**EXERCISE TASK**
Pull out each line below that contains the string "bench". Matching is case-sensitive.

**DATASET ENTRIES**
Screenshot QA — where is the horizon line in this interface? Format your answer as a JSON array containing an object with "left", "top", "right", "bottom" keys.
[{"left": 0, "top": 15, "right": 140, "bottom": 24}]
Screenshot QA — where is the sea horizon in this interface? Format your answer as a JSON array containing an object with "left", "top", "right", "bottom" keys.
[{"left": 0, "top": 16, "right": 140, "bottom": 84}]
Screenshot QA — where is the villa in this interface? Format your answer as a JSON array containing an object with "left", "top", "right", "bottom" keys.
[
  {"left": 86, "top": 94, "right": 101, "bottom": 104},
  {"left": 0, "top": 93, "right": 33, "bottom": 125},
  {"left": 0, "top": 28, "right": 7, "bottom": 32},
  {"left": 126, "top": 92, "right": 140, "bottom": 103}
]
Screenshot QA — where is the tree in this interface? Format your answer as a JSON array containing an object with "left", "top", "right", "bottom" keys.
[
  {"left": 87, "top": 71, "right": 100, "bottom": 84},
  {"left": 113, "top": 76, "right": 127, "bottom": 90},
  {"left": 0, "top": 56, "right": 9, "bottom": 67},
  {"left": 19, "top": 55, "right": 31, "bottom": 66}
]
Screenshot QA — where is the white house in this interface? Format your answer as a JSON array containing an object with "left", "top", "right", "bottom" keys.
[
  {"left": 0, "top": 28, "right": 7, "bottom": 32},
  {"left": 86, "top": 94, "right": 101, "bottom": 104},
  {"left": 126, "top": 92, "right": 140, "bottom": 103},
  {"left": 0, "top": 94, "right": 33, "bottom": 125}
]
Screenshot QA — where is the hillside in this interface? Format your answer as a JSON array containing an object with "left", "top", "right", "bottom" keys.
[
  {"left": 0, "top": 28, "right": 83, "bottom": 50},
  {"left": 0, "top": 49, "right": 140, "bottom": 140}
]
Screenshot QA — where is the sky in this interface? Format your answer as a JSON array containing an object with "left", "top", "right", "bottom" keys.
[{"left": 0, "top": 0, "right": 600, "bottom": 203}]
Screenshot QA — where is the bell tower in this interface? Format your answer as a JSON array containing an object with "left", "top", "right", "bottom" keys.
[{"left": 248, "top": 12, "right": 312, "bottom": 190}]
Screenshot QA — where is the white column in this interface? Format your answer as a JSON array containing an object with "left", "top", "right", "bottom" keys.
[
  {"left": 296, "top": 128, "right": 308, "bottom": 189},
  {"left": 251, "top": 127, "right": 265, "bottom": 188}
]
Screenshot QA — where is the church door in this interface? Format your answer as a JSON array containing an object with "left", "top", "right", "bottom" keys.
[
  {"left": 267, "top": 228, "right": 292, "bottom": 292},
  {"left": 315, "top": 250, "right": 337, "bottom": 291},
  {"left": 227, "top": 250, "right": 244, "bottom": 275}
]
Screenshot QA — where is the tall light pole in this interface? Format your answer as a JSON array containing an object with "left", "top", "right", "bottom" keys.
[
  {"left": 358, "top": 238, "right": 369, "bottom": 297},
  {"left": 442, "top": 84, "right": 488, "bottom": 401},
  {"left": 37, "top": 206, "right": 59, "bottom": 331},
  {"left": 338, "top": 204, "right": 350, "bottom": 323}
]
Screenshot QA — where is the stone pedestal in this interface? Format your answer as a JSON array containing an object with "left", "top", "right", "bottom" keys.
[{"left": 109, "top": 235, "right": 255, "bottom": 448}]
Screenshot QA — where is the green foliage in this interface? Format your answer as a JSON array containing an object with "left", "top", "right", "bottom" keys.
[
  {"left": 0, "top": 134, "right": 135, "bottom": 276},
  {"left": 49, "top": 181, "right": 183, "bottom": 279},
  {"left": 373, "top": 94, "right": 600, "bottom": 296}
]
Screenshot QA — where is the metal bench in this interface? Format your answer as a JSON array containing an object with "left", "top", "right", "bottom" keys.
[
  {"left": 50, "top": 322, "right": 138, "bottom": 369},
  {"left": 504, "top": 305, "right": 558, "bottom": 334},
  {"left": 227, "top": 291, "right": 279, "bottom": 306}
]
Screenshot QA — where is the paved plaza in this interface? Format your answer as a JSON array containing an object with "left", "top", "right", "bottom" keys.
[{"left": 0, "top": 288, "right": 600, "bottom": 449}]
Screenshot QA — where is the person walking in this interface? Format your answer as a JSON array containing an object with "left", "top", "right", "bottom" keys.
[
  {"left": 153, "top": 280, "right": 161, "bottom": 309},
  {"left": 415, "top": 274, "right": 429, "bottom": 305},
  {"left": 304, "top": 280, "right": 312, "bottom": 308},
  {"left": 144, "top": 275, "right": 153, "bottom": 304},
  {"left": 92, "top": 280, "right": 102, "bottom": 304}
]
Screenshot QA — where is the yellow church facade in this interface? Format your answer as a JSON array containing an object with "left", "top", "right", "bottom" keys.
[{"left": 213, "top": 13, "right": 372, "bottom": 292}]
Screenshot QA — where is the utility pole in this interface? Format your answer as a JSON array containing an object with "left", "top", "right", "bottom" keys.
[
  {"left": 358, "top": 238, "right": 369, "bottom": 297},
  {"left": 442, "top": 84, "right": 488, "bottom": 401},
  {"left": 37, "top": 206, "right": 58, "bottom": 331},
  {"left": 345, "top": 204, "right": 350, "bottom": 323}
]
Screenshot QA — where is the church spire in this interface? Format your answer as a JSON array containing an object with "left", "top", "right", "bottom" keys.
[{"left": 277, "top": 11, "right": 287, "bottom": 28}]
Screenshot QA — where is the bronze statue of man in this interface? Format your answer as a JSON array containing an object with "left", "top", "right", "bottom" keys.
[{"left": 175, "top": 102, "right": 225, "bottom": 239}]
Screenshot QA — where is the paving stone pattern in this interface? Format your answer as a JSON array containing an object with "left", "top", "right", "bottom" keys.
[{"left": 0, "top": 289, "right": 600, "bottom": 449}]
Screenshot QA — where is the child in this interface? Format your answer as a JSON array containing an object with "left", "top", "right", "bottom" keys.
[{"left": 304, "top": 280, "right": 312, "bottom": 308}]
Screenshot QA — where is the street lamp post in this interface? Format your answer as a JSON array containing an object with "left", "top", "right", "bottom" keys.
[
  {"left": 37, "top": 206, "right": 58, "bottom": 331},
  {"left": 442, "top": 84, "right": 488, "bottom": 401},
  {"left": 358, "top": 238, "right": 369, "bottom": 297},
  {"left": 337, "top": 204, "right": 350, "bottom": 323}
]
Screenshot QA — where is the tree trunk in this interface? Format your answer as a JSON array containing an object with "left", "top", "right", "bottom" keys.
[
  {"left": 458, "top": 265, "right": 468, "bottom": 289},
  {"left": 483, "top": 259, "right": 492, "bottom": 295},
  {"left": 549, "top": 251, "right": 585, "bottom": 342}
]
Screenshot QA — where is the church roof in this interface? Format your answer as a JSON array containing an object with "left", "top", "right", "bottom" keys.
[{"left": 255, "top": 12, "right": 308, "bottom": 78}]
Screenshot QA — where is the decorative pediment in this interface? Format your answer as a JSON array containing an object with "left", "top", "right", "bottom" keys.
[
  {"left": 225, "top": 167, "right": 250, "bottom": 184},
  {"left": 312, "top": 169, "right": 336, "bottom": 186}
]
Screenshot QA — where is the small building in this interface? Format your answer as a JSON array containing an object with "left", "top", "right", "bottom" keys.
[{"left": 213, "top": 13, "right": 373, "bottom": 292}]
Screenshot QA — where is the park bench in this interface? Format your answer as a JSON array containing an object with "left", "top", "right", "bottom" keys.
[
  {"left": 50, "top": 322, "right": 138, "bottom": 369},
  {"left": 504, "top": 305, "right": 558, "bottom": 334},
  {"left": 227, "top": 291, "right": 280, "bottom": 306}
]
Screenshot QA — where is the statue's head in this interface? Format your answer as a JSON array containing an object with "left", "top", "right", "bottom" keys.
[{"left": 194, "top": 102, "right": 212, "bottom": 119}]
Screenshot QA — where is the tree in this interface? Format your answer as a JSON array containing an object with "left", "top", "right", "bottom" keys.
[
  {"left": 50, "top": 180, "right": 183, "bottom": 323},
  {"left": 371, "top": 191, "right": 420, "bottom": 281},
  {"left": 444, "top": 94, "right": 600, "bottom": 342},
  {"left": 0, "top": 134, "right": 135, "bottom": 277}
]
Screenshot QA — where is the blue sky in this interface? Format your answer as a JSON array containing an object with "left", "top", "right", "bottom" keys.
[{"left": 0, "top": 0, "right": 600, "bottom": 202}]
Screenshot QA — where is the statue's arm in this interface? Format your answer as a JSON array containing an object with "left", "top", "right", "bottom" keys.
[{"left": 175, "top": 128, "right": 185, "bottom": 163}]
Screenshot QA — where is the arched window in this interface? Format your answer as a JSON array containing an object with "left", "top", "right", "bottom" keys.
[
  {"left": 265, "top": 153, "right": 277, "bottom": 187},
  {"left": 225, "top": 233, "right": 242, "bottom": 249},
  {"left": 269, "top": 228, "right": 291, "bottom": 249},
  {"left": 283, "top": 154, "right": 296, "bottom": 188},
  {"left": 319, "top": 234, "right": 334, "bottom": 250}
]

**EXPECTED ANSWER**
Screenshot QA — where is the metal bench in this interface? Format your answer as a JSON array containing an object with "left", "top", "right", "bottom" keys.
Screenshot QA — where is the park bench in this interface? Format your answer as a JSON array containing an object with "left", "top", "right", "bottom" keys.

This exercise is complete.